*BRIEF:*
Return the entries verbatim and drop every picture.
THE INPUT start
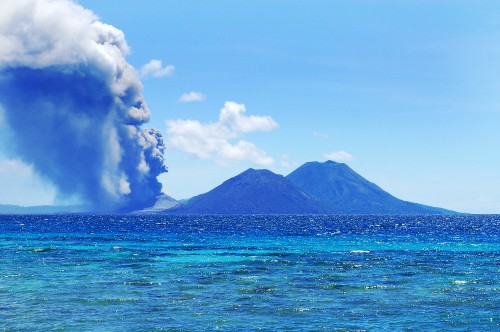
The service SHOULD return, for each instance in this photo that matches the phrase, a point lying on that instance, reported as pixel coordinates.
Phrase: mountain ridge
(313, 188)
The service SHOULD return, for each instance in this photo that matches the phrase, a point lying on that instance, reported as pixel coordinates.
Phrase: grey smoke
(75, 106)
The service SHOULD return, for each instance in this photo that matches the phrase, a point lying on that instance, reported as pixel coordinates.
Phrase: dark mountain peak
(252, 192)
(342, 190)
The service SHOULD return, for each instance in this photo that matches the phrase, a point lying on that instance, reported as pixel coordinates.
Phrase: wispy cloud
(321, 134)
(11, 166)
(155, 68)
(190, 97)
(340, 156)
(220, 141)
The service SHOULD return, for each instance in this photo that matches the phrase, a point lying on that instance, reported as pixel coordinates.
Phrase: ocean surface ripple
(246, 273)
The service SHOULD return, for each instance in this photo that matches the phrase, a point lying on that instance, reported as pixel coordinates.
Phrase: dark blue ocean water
(245, 273)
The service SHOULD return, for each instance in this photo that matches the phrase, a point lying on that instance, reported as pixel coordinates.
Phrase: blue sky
(407, 93)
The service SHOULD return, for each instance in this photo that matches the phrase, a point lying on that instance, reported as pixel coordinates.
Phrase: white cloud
(216, 140)
(339, 156)
(192, 96)
(155, 68)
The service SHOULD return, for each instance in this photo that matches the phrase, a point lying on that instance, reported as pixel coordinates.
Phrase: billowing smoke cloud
(74, 105)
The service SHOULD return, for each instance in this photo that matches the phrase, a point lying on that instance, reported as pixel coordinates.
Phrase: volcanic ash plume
(75, 106)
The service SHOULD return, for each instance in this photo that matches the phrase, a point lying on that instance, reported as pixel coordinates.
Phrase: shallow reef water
(247, 273)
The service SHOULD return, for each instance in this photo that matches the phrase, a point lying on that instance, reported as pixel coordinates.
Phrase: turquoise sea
(248, 273)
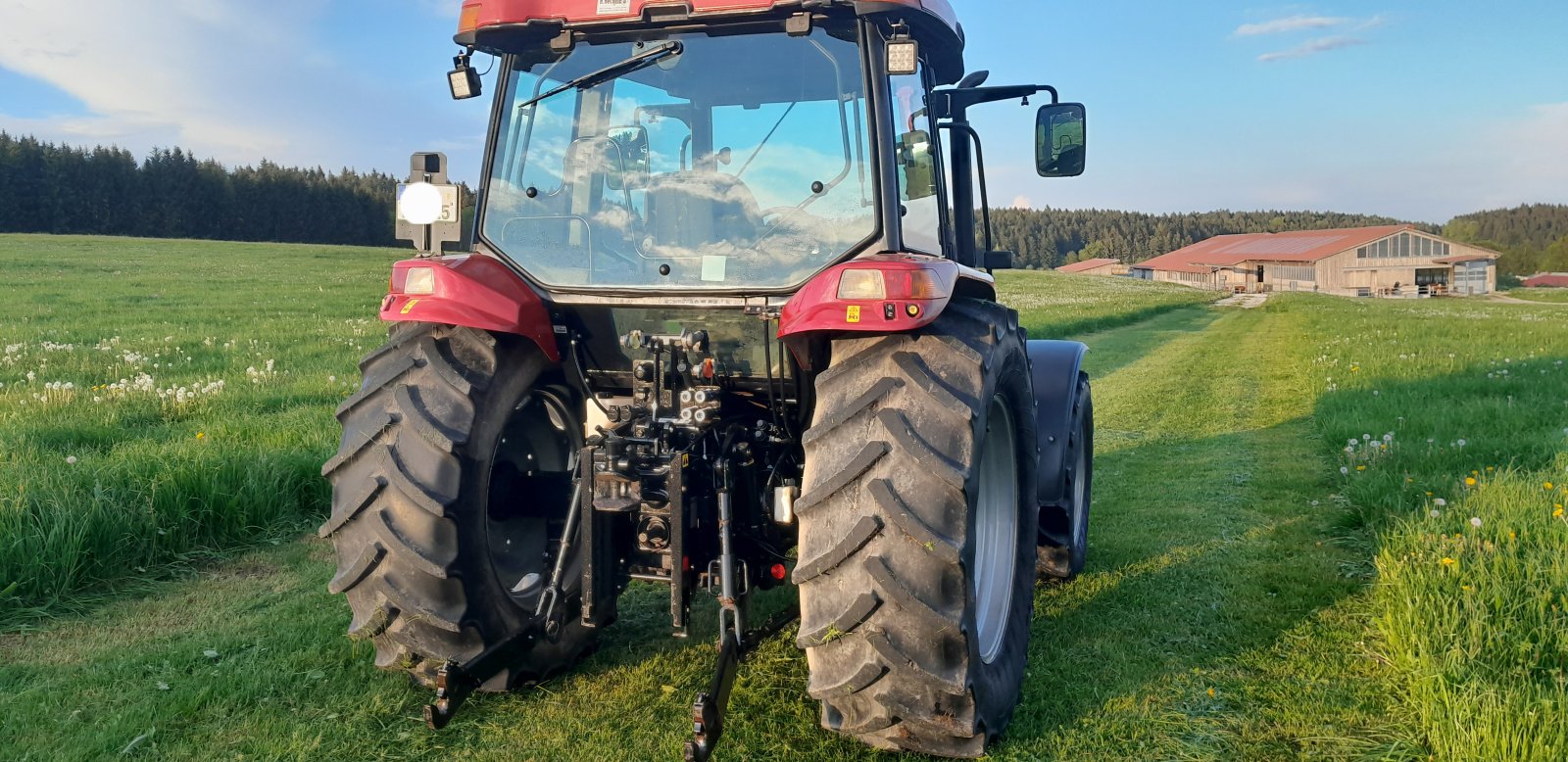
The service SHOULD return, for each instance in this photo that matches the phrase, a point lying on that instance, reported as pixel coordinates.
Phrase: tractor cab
(731, 148)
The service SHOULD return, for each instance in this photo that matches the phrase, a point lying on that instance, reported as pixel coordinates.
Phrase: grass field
(1548, 295)
(1258, 587)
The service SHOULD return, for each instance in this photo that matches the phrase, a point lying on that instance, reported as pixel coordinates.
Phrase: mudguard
(1054, 367)
(472, 290)
(817, 306)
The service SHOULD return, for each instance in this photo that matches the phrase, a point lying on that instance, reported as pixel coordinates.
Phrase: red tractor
(726, 325)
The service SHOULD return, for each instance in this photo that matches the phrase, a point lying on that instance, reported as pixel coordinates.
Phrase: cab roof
(506, 25)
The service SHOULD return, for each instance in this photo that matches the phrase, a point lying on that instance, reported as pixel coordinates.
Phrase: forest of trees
(172, 195)
(1534, 237)
(1050, 239)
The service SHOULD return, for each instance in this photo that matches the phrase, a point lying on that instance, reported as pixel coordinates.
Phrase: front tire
(917, 534)
(452, 487)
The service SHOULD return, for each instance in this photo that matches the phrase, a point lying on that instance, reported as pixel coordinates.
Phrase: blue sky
(1419, 110)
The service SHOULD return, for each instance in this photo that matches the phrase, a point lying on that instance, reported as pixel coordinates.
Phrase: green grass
(1058, 305)
(1548, 295)
(1244, 597)
(143, 459)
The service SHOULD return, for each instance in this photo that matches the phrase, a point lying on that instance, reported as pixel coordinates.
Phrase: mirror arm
(985, 195)
(953, 104)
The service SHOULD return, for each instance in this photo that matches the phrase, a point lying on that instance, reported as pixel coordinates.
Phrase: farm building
(1546, 281)
(1388, 261)
(1104, 266)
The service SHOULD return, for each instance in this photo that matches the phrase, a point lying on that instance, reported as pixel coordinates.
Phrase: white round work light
(419, 204)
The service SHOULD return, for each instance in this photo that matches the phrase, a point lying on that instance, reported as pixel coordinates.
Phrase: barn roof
(1288, 247)
(1087, 265)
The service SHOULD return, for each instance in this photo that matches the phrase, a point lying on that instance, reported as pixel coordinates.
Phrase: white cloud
(1291, 24)
(1311, 47)
(234, 80)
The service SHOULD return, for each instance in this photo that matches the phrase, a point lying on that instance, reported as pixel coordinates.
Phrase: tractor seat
(700, 209)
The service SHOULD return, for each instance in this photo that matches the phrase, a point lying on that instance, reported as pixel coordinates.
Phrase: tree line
(1051, 237)
(1534, 237)
(52, 188)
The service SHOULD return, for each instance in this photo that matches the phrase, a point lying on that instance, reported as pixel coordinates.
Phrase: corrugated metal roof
(1087, 263)
(1288, 247)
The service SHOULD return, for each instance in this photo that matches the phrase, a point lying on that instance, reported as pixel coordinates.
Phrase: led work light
(463, 80)
(419, 204)
(904, 52)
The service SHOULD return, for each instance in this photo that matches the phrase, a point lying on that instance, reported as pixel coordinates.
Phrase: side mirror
(635, 162)
(1060, 140)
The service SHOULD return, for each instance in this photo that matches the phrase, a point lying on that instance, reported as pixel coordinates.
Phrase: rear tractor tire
(451, 493)
(919, 532)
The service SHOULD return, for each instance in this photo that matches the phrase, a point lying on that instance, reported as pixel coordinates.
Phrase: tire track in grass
(1209, 568)
(1204, 573)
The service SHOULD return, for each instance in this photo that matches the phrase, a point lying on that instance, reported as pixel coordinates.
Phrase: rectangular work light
(463, 80)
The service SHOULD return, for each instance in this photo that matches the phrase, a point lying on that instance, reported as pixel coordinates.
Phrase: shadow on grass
(1120, 347)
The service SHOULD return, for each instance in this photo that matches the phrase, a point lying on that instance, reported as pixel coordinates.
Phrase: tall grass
(162, 401)
(1450, 427)
(1546, 295)
(1060, 305)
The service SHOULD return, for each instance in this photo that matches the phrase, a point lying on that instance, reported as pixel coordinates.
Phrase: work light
(463, 80)
(904, 52)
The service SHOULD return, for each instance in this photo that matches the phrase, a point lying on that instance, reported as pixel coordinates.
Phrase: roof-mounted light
(904, 52)
(463, 80)
(469, 21)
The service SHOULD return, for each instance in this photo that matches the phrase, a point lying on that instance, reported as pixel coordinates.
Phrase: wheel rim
(996, 530)
(529, 493)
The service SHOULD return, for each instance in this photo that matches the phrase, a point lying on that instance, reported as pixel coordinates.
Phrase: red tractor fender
(470, 290)
(917, 289)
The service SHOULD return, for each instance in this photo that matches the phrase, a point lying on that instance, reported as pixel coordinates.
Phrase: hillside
(1053, 237)
(1533, 237)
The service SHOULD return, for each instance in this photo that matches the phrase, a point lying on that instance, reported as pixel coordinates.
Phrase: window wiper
(609, 72)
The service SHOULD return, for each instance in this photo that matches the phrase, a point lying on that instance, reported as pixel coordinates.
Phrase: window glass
(917, 168)
(739, 164)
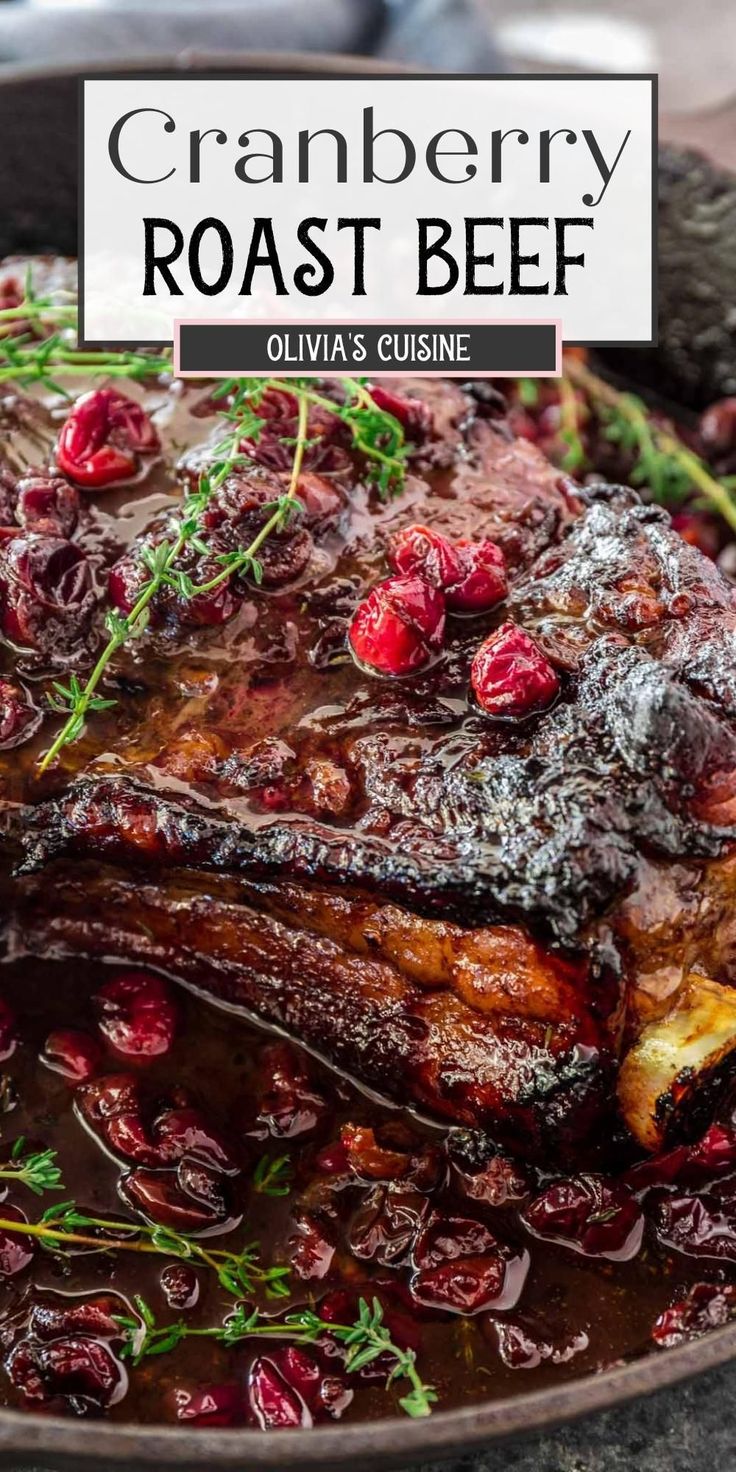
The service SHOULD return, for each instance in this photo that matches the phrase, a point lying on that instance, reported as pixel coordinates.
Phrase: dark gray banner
(449, 348)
THE INPUT end
*THE REPLY:*
The service SHOULD return, for each instance in this photo that matches the phrase, a point lying on that instance, reported as pixel coordinates.
Phrase: mountain ridge
(313, 188)
The service SHOULD return, for each instance in this photo that matches the phrase, a point lying on that instance, reported as pixel coordinates.
Phrase: grey smoke
(75, 106)
The service SHOULD return, for each instance in this photo that matches the phrase, a point lying on that instance, reported as pixel coordinates.
Phrase: dark mountain peak
(252, 192)
(342, 190)
The service SHOULD return, for each instance in this photo that matches the phrase, a point lying on that instance, reported as pixel coordinates.
Phrase: wispy cloud
(321, 134)
(11, 166)
(155, 68)
(190, 97)
(340, 156)
(220, 141)
The service SHOULD return, for each instance in this photo that matches the phrase, a point lying on that instance, reported as pixel coordinates.
Phrase: ocean surface ripple
(246, 273)
The service SHOULD return, for each instance in this photo that matches the phrase, a point lying on that instance, reported as pixel coordinates.
Phrase: dark blue ocean water
(245, 273)
The service SHOULD return, for each instance in this photo that matches the phrase, a point lying on that instance, reported as pixel coordinates.
Phrase: blue sky
(407, 93)
The service SHOULD return, for each instance in this photo that matches the phrase, a point lying on that instance, reported as pixel coordinates.
Phrase: white cloud
(216, 140)
(339, 156)
(192, 96)
(155, 68)
The service SHOULD return, for each instance in this photo that matches the phrase, a point lying on that instance, reported as pixel coordinates.
Phrase: billowing smoke cloud
(74, 105)
The service SHOULD return, for each instance in this photo that matches the phrase, a point lying on that instance, reported as pixel coordinates.
Phrase: volcanic ash plume
(75, 106)
The service SHOULD return, for each instance in this photo that matches the phrase, a point lying on that instance, reported as pixel coordinates.
Phrase: shallow reef water
(247, 273)
The service SHOULD return, for each instance in this photo that matches the phrase, a point lying on that instance, reported as pixel coordinates.
Phrase: turquoise sea
(248, 273)
The service SHOULD return, for each instance in this photo that matches the phrase, a point lying on that instance, reported as pixel coordinates.
Phrase: tractor cab
(731, 148)
The service SHOULD return, for each instance in this photo that matches the phrase, a point lying on that instance, reported as pixel coordinates.
Phrase: grass field
(1548, 295)
(1258, 587)
The service SHOULD return, for each instance in this photo that matches the phrase, a point lying on that instance, reported as pixel coordinates.
Phrase: mudguard
(1054, 367)
(472, 290)
(817, 306)
The service SHOULD return, for each instance in this photo that matches the phrase, a point lying on that instance, reported as pixel coordinates.
Phrase: red tractor
(726, 325)
The service SHOULD return, for each instance in this photo that matches the phrase, a point lying on that instance, reported as pixel coordinates.
Phrase: cab roof
(506, 25)
The service SHOULD return, for each instance in this photo that matches the phrase, a point lying on that instance, reported as pixel coordinates.
Phrase: forest of trees
(172, 195)
(1534, 237)
(1050, 239)
The service SHOULD return, for each instance in this photo that matches the phrase, a point lying on that instance, reported as pixel coordinates.
Phrase: front tire
(917, 534)
(452, 487)
The service SHOULD return, for each instance in this photo that matches the phrase, a point lying on that instance, reported as pixel coordinates.
Phrase: blue sky
(1419, 110)
The service SHOULD return, for each instance in this photo that matches the phrase, a point lying on that instance, reported as pixel coordinates.
Phrase: green grass
(1058, 305)
(1548, 295)
(1244, 597)
(143, 459)
The service SHOULD return, for each instance in this photo that matches the phrase, a point lying on that instance, reported as pixel coordinates.
Phrase: mirror arm
(985, 195)
(953, 104)
The service SHOULD return, for each instance in this photo that matches the phrase, a point lying on that instance, reported as pixel coordinates.
Phrase: farm building
(1546, 281)
(1388, 261)
(1104, 266)
The service SHOULD return, for each instance in this photo that matches the phrase, a point lying on that instance, reported as pixel coordinates.
Phrase: white round work light
(419, 204)
The service SHOULD return, for each instance in this photo that matches the phrase, a point lying on that instance, reported as pixel coordinates.
Phrase: barn roof
(1288, 247)
(1087, 265)
The service SHOULD return, for each instance in this photo that matches the phrase, a point lying on that instance, reported as pixel coordinates.
Phrase: white cloud
(1291, 24)
(1311, 47)
(234, 80)
The service SHOULD return, for each instance in this photo that matches the phrase, a point lying on that instance, reported as pixel coordinates.
Phrase: tractor seat
(700, 209)
The service SHOULD return, for each instance in this photo that matches the phrase, a point lying on that instance, reported as pixel coordinates.
Phrase: tree line
(1051, 237)
(1534, 237)
(52, 188)
The service SHOULD return, for each instance in this photo that matches the phrase, a point lying on that instance, reported as pixel coordinates.
Phrase: corrugated metal roof
(1087, 263)
(1288, 247)
The service SHOULD return, for each instance in this photo that matches the phrase, a point lying on that instance, reported as pixel coordinates.
Phrase: led work light
(463, 80)
(419, 204)
(904, 52)
The service SHOULD return, for each instance in this photo that matches the phrase, a point lying on that instance, reported as pixel coordinates.
Phrase: side mirror
(635, 162)
(1060, 140)
The service SHOULD return, for each instance in this photo that matches the phrase, a point lying on that instance, reported as pixel coordinates.
Phrase: rear tractor tire
(451, 493)
(919, 532)
The service SHOULD return, for each instance in this photo that matches the phrase, a point lying on that instance, reported as pixel coordinates.
Phrase: tire track in grass
(1209, 568)
(1204, 573)
The service SHOULD return, for each instance in this photo that matches the phrase, a point lying on that instance, reported as pixel coordinates.
Phrase: rectangular work light
(463, 80)
The service SHOULD return, for each instance in this photo that matches the phrase, a point lying on that instance, reported as pixel coordinates.
Phrase: shadow on grass
(1120, 347)
The service SHOULD return, for each instance in this photo that matches the phrase, a point lying on that instance, reported as pixel coordinates.
Phrase: tall grass
(162, 401)
(1450, 427)
(1546, 295)
(1060, 305)
The service SHOULD return, for each instance in this photo that matches the phrase, a point lying on that instance, reported as pixel coordinates.
Phrase: work light
(463, 80)
(904, 52)
The service SHOULD return, for each instance in this photo that matches the phrase, a point lying on that instance, reported as pixel coordinates.
Phrase: roof-mounted light
(904, 52)
(463, 80)
(469, 21)
The service SHOULD return, for each instance in this photo that matches the phrase, a point lying on that instance, reported as pixel coordinates.
Phrase: wheel rim
(996, 530)
(529, 493)
The service SHOULD return, for each instance in this photo that matches the phrase, a point lying on that instance, reported as pixel coordinates.
Phrase: red tractor fender
(470, 290)
(917, 289)
The service SHOULD return, for each instance in this photo that matches the phrase, a point lying on that instance, reported as pixel coordinates.
Phrase: hillside
(1053, 237)
(1533, 237)
The service SHOULD return, for each instance in this photo that matches the phrase, a point lying on that instance, reported as pixel coordinates.
Phrase: window wiper
(609, 72)
The service SHOULD return, for each instance in this photo that matches the phrase, a point lying on that instance, reported as pixel coordinates.
Phrase: window glass
(917, 168)
(739, 164)
The service SHOULD return, for each instance in this photo that matches the phrase, a point lying on that instance, reported as pixel coordinates.
Phrase: dark gray banner
(449, 348)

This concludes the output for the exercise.